▼▼▼

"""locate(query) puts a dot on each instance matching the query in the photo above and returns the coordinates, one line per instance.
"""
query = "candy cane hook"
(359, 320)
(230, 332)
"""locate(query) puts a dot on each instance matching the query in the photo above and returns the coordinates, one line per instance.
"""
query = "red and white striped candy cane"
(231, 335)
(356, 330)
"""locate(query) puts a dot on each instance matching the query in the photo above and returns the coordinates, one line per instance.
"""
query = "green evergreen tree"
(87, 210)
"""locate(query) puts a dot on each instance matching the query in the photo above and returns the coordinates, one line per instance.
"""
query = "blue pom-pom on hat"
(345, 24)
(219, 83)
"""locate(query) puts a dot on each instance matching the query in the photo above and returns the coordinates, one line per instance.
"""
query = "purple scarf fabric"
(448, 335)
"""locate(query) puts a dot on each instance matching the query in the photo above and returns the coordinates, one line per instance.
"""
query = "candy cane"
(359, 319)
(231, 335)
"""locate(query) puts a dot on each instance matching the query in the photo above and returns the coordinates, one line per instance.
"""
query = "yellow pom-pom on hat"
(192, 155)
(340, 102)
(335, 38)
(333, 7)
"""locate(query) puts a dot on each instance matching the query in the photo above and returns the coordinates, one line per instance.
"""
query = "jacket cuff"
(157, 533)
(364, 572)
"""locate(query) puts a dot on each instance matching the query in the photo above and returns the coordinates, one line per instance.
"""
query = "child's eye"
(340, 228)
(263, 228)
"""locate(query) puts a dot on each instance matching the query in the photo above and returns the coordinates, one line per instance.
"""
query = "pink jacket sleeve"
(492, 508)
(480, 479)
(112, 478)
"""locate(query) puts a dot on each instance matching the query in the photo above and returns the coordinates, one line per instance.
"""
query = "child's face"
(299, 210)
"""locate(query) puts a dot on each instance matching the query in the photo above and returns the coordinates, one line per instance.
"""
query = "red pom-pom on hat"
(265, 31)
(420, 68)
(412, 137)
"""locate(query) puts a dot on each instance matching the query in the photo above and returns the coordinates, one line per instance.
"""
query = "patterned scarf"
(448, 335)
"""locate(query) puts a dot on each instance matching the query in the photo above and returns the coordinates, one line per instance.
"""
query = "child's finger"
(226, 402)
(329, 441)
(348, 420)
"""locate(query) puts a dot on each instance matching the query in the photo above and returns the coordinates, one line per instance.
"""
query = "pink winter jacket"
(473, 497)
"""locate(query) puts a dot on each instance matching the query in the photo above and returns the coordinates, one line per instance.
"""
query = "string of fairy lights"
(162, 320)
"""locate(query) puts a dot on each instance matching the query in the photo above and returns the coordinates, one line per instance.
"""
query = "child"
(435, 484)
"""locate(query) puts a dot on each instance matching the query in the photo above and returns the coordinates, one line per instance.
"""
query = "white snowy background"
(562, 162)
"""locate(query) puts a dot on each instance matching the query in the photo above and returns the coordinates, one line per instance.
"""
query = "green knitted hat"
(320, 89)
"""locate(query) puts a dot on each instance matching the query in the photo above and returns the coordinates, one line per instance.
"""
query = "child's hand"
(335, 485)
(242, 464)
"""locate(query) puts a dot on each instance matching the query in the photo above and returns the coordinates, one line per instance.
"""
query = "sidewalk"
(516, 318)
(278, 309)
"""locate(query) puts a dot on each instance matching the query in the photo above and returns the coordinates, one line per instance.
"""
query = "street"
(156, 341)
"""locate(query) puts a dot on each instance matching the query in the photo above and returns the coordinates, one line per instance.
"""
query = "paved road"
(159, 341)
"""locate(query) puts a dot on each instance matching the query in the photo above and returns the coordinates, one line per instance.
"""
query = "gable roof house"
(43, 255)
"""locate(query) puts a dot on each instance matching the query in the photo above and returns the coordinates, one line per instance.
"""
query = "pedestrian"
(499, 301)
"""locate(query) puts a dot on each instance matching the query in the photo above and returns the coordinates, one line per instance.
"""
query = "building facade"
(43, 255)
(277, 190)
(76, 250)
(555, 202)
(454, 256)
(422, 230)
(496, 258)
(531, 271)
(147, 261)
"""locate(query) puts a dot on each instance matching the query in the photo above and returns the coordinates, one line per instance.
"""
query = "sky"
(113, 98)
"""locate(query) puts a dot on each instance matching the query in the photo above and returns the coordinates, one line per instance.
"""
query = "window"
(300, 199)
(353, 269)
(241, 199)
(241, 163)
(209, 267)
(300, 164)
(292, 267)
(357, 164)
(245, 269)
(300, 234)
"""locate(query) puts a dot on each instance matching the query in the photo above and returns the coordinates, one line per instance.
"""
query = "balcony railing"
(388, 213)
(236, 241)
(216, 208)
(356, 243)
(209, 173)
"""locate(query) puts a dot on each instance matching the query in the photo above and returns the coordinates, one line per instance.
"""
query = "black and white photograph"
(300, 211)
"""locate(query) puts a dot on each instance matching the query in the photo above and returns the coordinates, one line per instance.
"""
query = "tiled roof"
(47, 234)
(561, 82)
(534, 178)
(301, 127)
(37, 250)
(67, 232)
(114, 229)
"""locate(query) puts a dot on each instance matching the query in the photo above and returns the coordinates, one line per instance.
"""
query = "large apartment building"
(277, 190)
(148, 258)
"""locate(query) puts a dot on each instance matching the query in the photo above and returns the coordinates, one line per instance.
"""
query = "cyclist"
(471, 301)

▲▲▲

*What the exercise asks*:
Give the data again, exactly as it stands.

*Response*:
"""locate(query) puts a dot on each instance matching the query in the photo above and returns the coordinates, one line per instance.
"""
query = "candy cane hook"
(359, 320)
(230, 332)
"""locate(query) puts a dot on each instance matching the query in the photo above and returns the coordinates, one line per instance.
"""
query = "red and white striped candy cane"
(231, 335)
(356, 330)
"""locate(query) puts a dot on each instance matching the query in the photo above and returns the coordinates, one line per instance.
"""
query = "green evergreen tree"
(87, 210)
"""locate(query) puts a dot on each instance matching the query in the photo above and returns the coordinates, one line per instance.
"""
query = "blue pom-pom on hat"
(345, 24)
(219, 83)
"""locate(query) puts a dot on each instance matching the query in the photo above and returns the coordinates, one line per instance.
"""
query = "purple scarf fabric"
(448, 335)
"""locate(query) puts a dot on each instance matching the query in the photo above and returns the coordinates, one line per instance.
"""
query = "candy cane"
(359, 319)
(231, 335)
"""locate(query) puts a dot on each instance matching the query in the photo above and returns the coordinates, one line per instance.
"""
query = "yellow pom-pom on hat"
(192, 155)
(340, 102)
(335, 38)
(333, 7)
"""locate(query) puts a dot on each instance matching the query in the photo above and returns the coordinates, one line per instance.
"""
query = "jacket cuff"
(157, 533)
(364, 572)
"""locate(query) puts a dot on each instance matching the query in the photo above and returns the coordinates, one line per instance.
"""
query = "child's eye"
(340, 228)
(263, 228)
"""locate(query) puts a dot on each instance matching the query in the photo above and returns the coordinates, one line per instance.
"""
query = "pink jacket sleeve"
(492, 508)
(480, 479)
(112, 478)
"""locate(query) puts a dot on each instance matching the query in the photo above and returns the coordinates, one line per instance.
"""
query = "child's face"
(299, 210)
"""locate(query) puts a dot on each instance matching the query in the photo above and returns the coordinates, one line per instance.
"""
query = "red pom-pom on hat"
(265, 31)
(420, 68)
(412, 137)
"""locate(query) puts a dot on each instance matching the query in the photo above and returns the coordinates, one line per instance.
"""
query = "patterned scarf"
(448, 335)
"""locate(query) puts a dot on each instance matching the query in the photo above and returns the coordinates, one line per instance.
"""
query = "child's finger"
(226, 402)
(329, 441)
(348, 420)
"""locate(query) puts a dot on each instance matching the query in the photo above and returns the coordinates, one line per instance.
"""
query = "pink winter jacket"
(473, 497)
"""locate(query) puts a dot on each instance matching the query in the photo above and returns the coordinates, one line per instance.
"""
query = "string of fairy lights"
(162, 320)
"""locate(query) puts a dot on each instance matching the query in the photo above and returns the coordinates, one line per instance.
"""
query = "child"
(435, 484)
"""locate(query) puts a dot on each instance matching the query in the photo above and returns the coordinates, one line per instance.
"""
query = "white snowy background"
(562, 162)
"""locate(query) puts a dot on each instance matching the query in the photo above and returns the coordinates, one line per instance.
"""
query = "green knitted hat"
(320, 89)
"""locate(query) puts a dot on each instance matching the query in the photo above and returns the coordinates, one line per instance.
"""
query = "child's hand"
(335, 485)
(242, 464)
"""locate(query) puts a dot on each instance matching the query in the photo above and returns the coordinates, one line per instance.
"""
query = "sidewalk"
(516, 318)
(278, 309)
"""locate(query) puts a dot on each instance matching the query in the photo above and returns the coordinates, one line per instance.
"""
query = "street"
(156, 341)
"""locate(query) puts a dot on each instance matching the query in the photo above and returns the coordinates, one line per instance.
"""
query = "paved road"
(159, 341)
"""locate(query) puts a dot on each instance matching the query in the photo above and returns the coordinates, one line per instance.
"""
query = "gable roof house"
(43, 255)
"""locate(query) puts a dot on each instance matching the query in the photo above and returns the coordinates, one line per instance.
"""
query = "pedestrian"
(499, 301)
"""locate(query) puts a dot on each instance matching the query in the photo above and returns the coordinates, one line per instance.
"""
query = "building facade"
(43, 255)
(277, 190)
(76, 250)
(555, 202)
(454, 256)
(422, 230)
(496, 258)
(531, 271)
(147, 261)
"""locate(query) puts a dot on each instance matching the query in the photo above and returns the coordinates, one line per instance.
"""
query = "sky"
(113, 98)
"""locate(query) puts a dot on each instance matching the query in the photo above and returns the coordinates, one line per instance.
"""
query = "window"
(300, 199)
(353, 269)
(241, 199)
(241, 163)
(209, 267)
(300, 164)
(292, 267)
(357, 164)
(245, 269)
(300, 234)
"""locate(query) puts a dot on each instance matching the query in the photo above and returns the coordinates, one line per instance.
"""
query = "balcony railing"
(388, 213)
(236, 241)
(216, 208)
(356, 243)
(209, 173)
"""locate(query) puts a dot on each instance matching the query in the photo above and returns the coordinates, one line per instance.
"""
query = "black and white photograph"
(300, 211)
"""locate(query) puts a dot on each instance matching the query in the photo above and returns the coordinates, one line per instance.
"""
query = "tiled roof"
(47, 234)
(561, 82)
(534, 178)
(301, 127)
(37, 250)
(67, 232)
(114, 229)
"""locate(query) puts a dot on each instance matching the query in the photo above and returns the coordinates, one line per instance.
"""
query = "large apartment building"
(277, 190)
(148, 258)
"""locate(query) puts a dot on each instance matching the query in the photo above and returns the coordinates, one line per instance.
"""
query = "cyclist"
(471, 301)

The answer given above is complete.